---------- TEXT EXCERPT

Cooperstowners in Canada

Back in 2009, just prior to the 40th anniversary of the first regular season game in Montreal Expos’ history, I found myself thinking about that 1969 Expos squad.

I wasn’t alive when they played, but I had heard stories about original Expos like Rusty Staub, Mack Jones, Coco Laboy and Ron Fairly, and I wondered who had hit the first regular season home run for the club.

And the answer wasn’t who I thought it would be.

Not only did workhorse left-hander Dan McGinn appear in a team-high 74 games for the Expos in their inaugural season, but he also hit the first regular season home run in franchise history.

Yes, you read that correctly, Dan McGinn, a pitcher, clubbed the first regular season home run in Expos’ history.

--------------------
---------- SUPPLIED INFORMATION

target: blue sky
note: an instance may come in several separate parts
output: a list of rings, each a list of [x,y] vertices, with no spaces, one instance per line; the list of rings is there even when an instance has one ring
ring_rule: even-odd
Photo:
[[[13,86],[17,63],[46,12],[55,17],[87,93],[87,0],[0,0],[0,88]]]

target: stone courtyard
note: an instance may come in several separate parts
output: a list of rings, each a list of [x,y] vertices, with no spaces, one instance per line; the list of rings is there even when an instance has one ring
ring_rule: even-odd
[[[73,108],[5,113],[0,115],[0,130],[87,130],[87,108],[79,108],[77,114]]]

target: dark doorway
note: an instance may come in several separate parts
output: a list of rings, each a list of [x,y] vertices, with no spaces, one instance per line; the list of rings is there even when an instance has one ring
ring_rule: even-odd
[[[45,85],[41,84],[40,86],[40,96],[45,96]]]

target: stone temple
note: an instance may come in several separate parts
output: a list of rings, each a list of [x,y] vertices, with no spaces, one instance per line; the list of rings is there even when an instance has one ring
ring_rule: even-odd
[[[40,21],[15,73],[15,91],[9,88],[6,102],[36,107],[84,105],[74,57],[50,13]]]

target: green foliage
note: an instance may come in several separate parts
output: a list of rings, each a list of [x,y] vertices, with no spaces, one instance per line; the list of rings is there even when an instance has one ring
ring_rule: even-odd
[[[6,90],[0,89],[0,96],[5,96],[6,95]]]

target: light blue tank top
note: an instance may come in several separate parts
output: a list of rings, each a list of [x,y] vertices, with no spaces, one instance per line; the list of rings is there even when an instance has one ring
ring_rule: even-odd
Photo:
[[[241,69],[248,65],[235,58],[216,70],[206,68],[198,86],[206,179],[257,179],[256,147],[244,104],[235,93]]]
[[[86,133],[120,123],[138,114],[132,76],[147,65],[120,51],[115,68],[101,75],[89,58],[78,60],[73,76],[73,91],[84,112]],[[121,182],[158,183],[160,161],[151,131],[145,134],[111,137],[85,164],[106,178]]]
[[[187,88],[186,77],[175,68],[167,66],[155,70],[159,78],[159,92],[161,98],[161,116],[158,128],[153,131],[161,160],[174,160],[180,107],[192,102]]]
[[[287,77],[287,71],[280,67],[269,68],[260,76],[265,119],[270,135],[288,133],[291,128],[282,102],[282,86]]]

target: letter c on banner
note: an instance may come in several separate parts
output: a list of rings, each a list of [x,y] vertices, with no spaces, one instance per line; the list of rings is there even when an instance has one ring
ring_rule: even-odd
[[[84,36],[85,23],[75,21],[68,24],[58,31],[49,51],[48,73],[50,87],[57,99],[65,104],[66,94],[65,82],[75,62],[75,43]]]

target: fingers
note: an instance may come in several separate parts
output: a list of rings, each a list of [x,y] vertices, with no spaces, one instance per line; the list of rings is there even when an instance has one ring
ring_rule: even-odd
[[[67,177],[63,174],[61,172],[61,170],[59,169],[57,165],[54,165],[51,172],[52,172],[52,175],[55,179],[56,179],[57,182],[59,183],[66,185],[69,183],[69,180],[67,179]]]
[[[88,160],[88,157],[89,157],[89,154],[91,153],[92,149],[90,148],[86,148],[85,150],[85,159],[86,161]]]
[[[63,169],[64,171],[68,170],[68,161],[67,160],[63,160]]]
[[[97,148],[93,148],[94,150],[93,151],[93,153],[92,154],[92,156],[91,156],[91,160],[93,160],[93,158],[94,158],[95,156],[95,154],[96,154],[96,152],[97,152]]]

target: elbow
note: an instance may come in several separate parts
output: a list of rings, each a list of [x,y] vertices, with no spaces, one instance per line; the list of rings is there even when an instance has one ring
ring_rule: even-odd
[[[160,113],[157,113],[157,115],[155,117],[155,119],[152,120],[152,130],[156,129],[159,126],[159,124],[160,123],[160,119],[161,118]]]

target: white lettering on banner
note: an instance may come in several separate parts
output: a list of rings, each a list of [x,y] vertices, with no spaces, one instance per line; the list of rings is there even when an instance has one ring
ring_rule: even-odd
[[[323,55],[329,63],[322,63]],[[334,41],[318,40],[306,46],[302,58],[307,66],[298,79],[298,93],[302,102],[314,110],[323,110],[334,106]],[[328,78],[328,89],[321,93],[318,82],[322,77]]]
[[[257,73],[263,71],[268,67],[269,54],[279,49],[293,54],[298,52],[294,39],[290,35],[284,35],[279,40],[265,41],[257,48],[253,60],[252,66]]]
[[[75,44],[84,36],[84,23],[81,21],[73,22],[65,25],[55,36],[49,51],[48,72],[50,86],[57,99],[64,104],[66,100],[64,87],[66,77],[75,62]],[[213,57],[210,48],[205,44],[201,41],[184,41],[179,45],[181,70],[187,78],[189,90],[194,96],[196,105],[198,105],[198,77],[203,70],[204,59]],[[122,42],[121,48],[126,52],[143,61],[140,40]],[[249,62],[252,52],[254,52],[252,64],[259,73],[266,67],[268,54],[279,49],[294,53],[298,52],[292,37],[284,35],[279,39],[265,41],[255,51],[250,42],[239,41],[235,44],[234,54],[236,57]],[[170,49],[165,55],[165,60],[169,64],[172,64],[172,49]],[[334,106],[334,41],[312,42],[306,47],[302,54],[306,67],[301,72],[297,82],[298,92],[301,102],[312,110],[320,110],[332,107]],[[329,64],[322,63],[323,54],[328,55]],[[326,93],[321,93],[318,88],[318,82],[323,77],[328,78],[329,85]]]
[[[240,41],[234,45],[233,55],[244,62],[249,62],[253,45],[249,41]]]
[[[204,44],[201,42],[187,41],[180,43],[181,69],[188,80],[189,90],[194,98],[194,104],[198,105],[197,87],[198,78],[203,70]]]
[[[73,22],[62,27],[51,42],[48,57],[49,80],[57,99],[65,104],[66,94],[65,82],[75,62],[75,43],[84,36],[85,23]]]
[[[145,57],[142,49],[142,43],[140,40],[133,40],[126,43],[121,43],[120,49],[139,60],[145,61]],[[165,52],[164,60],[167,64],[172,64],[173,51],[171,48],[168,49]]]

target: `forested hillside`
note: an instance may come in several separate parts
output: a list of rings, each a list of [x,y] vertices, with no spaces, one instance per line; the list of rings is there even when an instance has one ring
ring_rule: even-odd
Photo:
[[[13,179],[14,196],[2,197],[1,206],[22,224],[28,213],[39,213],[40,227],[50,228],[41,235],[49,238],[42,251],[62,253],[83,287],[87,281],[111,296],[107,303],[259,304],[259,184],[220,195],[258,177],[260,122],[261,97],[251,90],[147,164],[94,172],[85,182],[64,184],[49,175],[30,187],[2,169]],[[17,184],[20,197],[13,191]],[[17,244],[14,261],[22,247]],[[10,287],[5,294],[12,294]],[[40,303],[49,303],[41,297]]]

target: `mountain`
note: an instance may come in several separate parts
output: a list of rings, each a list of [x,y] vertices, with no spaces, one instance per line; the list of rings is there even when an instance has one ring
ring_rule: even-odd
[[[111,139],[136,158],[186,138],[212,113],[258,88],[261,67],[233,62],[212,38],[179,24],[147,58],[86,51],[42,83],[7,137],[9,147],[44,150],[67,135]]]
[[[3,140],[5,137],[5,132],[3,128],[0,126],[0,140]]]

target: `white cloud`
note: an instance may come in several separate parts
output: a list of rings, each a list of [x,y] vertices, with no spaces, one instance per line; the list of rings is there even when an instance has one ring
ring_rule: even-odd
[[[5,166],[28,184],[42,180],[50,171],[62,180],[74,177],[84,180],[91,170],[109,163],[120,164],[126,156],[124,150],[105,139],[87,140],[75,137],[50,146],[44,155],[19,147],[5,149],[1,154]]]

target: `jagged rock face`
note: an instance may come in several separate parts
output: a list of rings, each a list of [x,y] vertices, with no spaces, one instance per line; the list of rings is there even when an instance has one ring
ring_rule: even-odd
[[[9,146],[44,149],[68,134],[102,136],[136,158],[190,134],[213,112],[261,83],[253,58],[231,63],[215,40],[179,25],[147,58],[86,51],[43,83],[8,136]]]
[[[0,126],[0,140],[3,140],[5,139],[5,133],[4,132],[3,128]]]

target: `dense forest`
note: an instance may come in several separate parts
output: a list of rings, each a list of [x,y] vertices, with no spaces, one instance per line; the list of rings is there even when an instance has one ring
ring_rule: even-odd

--------------------

▶ WHAT TO WORK ON
1 - Return the part of the Expos passage starting with "Back in 2009, just" and going on through "in Expos’ history.", copied word for word.
2 - In the Expos passage, which original Expos does the writer say they had heard stories about?
3 - Extend the Expos passage, picking up after its final sentence.

▶ EXPECTED ANSWERS
1 -
Back in 2009, just prior to the 40th anniversary of the first regular season game in Montreal Expos’ history, I found myself thinking about that 1969 Expos squad.

I wasn’t alive when they played, but I had heard stories about original Expos like Rusty Staub, Mack Jones, Coco Laboy and Ron Fairly, and I wondered who had hit the first regular season home run for the club.

And the answer wasn’t who I thought it would be.

Not only did workhorse left-hander Dan McGinn appear in a team-high 74 games for the Expos in their inaugural season, but he also hit the first regular season home run in franchise history.

Yes, you read that correctly, Dan McGinn, a pitcher, clubbed the first regular season home run in Expos’ history.

2 - Rusty Staub, Mack Jones, Coco Laboy, Ron Fairly

3 -
On April 8, 1969, with Tom Seaver on the mound for the New York Mets, McGinn stepped to the plate with one out in the top of the fourth inning and belted a pitch from the future Hall of Famer over the right-centre field wall at Shea Stadium.

“It was just one of those deals where I hit the ball hard,” McGinn told me in a phone interview back in March 2009. “I remember I was rounding first and I was just going to take a left turn and go back to the dugout. Then I looked towards second base and the second base umpire, Augie Donatelli, was waving home run. I looked at him and said, ‘What?’”

Unfortunately, the former Expos hurler wasn’t able to retrieve the ball.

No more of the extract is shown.